#### Given information ####

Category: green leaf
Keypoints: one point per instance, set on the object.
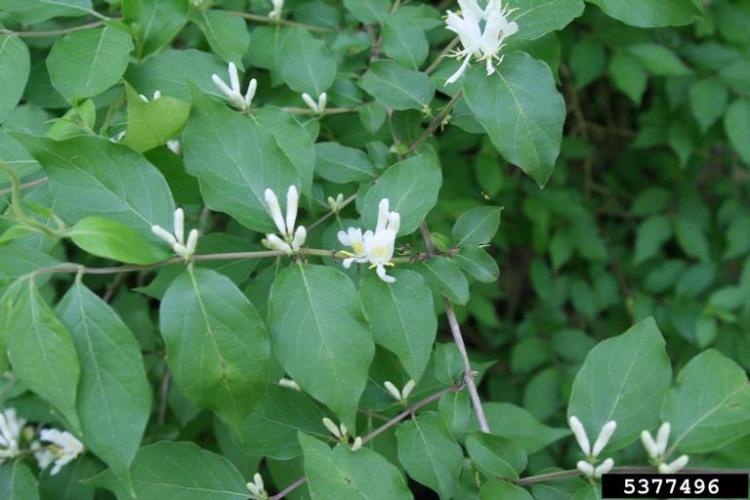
(628, 75)
(536, 18)
(709, 407)
(477, 226)
(271, 429)
(411, 187)
(342, 164)
(708, 101)
(114, 240)
(320, 336)
(305, 63)
(154, 23)
(501, 489)
(513, 422)
(397, 87)
(650, 14)
(658, 60)
(114, 396)
(368, 11)
(651, 236)
(429, 453)
(14, 72)
(153, 123)
(496, 456)
(624, 378)
(178, 470)
(92, 176)
(343, 474)
(17, 482)
(217, 345)
(445, 276)
(235, 160)
(41, 351)
(521, 110)
(88, 62)
(402, 316)
(737, 126)
(226, 34)
(173, 71)
(404, 41)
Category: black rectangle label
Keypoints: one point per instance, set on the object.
(730, 485)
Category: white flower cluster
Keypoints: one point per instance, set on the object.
(374, 247)
(482, 33)
(657, 450)
(588, 466)
(60, 448)
(317, 107)
(257, 488)
(177, 240)
(402, 395)
(233, 91)
(291, 239)
(341, 433)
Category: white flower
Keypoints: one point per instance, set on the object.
(336, 204)
(63, 448)
(340, 432)
(289, 384)
(401, 395)
(675, 466)
(177, 240)
(233, 92)
(291, 239)
(10, 433)
(277, 6)
(257, 488)
(481, 32)
(317, 107)
(157, 95)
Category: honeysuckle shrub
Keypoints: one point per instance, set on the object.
(371, 248)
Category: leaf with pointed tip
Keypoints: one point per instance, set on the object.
(320, 336)
(217, 345)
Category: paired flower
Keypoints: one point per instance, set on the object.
(63, 448)
(317, 107)
(402, 395)
(278, 5)
(374, 247)
(291, 239)
(588, 466)
(257, 488)
(177, 240)
(233, 91)
(482, 33)
(657, 450)
(10, 434)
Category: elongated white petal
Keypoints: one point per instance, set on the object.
(586, 468)
(332, 428)
(300, 235)
(310, 101)
(192, 241)
(604, 467)
(292, 204)
(662, 437)
(164, 234)
(580, 433)
(275, 210)
(604, 435)
(392, 390)
(408, 387)
(179, 225)
(649, 444)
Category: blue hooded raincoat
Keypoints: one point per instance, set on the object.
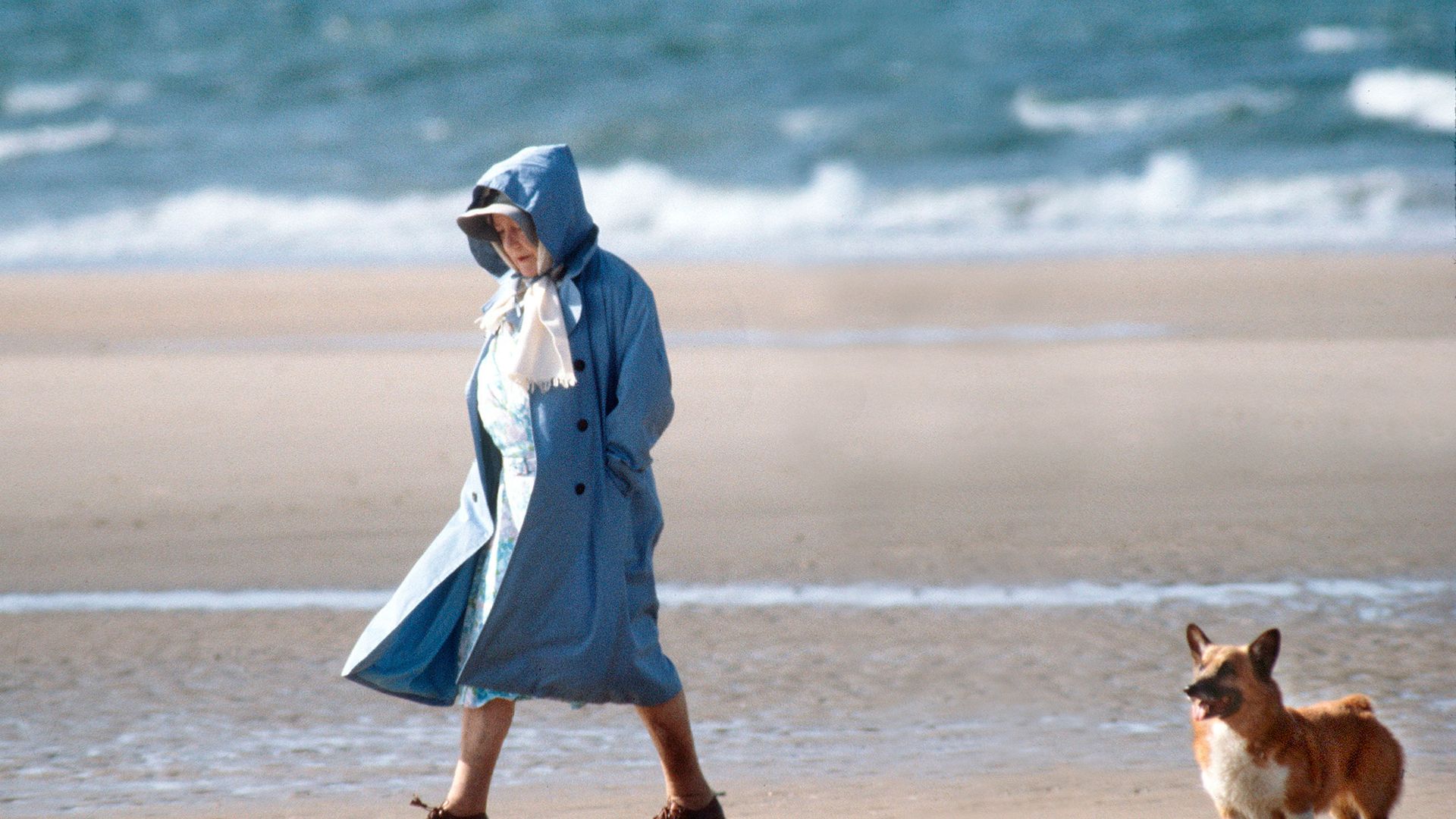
(576, 615)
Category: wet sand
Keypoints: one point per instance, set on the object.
(1296, 417)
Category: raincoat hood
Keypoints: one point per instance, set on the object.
(544, 183)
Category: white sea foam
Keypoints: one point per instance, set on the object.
(785, 595)
(1037, 112)
(55, 139)
(1338, 39)
(53, 98)
(647, 212)
(1424, 99)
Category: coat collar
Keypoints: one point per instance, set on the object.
(565, 289)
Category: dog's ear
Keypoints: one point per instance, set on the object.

####

Please extract every line of the records above verbatim, from the first through the last, and omit the pictures from your answer.

» Worked answer:
Category: green leaf
Keypoints: one point per instance, set on the object.
(628, 75)
(536, 18)
(709, 407)
(477, 226)
(271, 429)
(411, 187)
(342, 164)
(708, 101)
(114, 240)
(320, 336)
(305, 63)
(154, 23)
(501, 489)
(513, 422)
(397, 87)
(650, 14)
(658, 60)
(114, 396)
(368, 11)
(651, 236)
(429, 453)
(14, 72)
(153, 123)
(496, 456)
(624, 378)
(178, 470)
(92, 176)
(343, 474)
(17, 482)
(217, 345)
(445, 276)
(235, 160)
(41, 351)
(521, 110)
(88, 62)
(402, 316)
(737, 126)
(226, 34)
(173, 71)
(404, 41)
Category: black rectangle label
Keypoints: one point per instance, set on the object.
(730, 485)
Category: white flower cluster
Keypoints: one point per instance, set on the object.
(374, 247)
(482, 33)
(657, 450)
(588, 466)
(60, 448)
(317, 107)
(257, 488)
(177, 240)
(402, 395)
(233, 91)
(291, 239)
(341, 433)
Category: white flower
Keypoints: one point per instance, set on the object.
(336, 204)
(63, 448)
(340, 432)
(289, 384)
(401, 395)
(675, 466)
(177, 240)
(233, 92)
(291, 239)
(10, 433)
(277, 6)
(257, 488)
(481, 32)
(317, 107)
(157, 95)
Category: honeysuckle shrub
Keypoints: one point per instance, set on the object.
(371, 248)
Category: leaf with pointed tip
Keypoints: one point per instance, set on the object.
(320, 336)
(217, 345)
Category: paired flower
Keypoints: one point per instance, set on the object.
(63, 448)
(317, 107)
(402, 395)
(278, 5)
(374, 247)
(291, 239)
(588, 466)
(257, 488)
(177, 240)
(233, 91)
(482, 33)
(657, 450)
(10, 434)
Category: elongated white petal
Keypoints: one point per instance, set on the object.
(586, 468)
(332, 428)
(300, 235)
(310, 101)
(192, 241)
(604, 467)
(292, 204)
(662, 437)
(164, 234)
(580, 433)
(275, 210)
(604, 435)
(392, 390)
(408, 387)
(179, 225)
(649, 444)
Category: blue hooded raincoat
Keypoints: one point per instance, set on the object.
(576, 615)
Category: wet sand
Keypoints: one point per instance, set on the object.
(1296, 417)
Category: raincoat hood
Keypoints: one point per instance, set on the object.
(544, 183)
Category: white sea foam
Keypoints: one point per instance, set on the object.
(785, 595)
(1037, 112)
(55, 139)
(1338, 39)
(53, 98)
(647, 212)
(1424, 99)
Category: coat collar
Keypoints: one point per instance, set on the object.
(565, 289)
Category: dog's ear
Keypoints: one point per instance, set on the object.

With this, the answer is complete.